What you will do: Pull out each line below that contains the word "person", copying those lines unchanged. Only matches with the same case count.

Provided entries:
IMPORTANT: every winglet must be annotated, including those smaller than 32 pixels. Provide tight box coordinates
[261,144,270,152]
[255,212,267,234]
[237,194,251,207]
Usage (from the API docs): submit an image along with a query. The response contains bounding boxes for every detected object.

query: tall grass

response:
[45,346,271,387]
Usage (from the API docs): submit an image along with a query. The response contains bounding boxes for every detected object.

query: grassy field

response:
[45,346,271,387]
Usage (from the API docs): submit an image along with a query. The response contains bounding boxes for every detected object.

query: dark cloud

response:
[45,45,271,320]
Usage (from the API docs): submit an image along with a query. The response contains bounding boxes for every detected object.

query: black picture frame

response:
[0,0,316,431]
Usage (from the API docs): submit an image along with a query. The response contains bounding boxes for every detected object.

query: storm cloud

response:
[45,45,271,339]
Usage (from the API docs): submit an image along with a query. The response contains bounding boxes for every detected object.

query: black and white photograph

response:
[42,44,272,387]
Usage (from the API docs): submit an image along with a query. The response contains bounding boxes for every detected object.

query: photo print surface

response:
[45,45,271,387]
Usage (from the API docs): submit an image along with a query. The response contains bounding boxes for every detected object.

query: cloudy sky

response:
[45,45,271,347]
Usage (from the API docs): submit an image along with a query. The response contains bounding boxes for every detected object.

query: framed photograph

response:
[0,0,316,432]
...
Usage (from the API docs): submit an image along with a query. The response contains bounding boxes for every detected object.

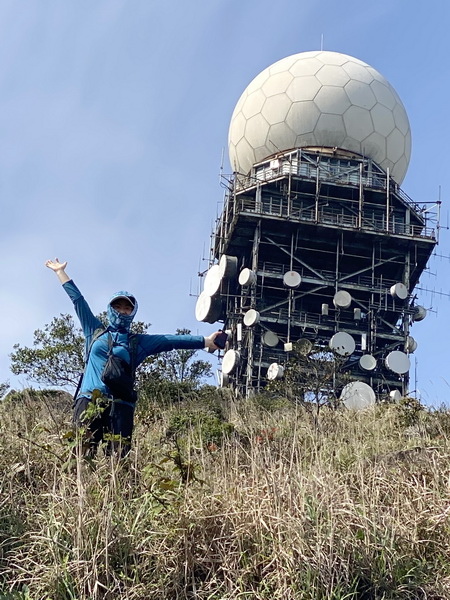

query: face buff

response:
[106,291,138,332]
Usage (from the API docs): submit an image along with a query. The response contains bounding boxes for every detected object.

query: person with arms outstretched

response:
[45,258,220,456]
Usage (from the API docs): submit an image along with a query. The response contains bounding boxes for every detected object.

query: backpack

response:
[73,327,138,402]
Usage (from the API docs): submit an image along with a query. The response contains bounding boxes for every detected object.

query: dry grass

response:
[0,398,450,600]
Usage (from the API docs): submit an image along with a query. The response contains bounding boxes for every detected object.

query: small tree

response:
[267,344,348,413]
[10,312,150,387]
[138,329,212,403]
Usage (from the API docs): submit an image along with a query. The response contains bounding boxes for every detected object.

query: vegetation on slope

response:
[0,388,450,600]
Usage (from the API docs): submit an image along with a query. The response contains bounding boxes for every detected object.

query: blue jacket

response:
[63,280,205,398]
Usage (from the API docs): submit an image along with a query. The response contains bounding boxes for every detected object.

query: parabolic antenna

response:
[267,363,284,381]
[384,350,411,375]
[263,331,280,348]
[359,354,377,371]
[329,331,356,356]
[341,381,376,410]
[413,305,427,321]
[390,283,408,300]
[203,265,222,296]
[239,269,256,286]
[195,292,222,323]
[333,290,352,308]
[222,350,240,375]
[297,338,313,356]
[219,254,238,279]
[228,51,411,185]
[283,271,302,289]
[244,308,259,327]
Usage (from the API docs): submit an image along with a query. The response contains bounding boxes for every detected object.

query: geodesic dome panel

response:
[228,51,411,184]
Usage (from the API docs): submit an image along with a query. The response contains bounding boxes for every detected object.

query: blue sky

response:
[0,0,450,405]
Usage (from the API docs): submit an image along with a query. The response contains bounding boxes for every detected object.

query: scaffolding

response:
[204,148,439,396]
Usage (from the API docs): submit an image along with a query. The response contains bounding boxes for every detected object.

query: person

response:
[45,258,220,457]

Finished exercise:
query: person with arms outstretched
query: person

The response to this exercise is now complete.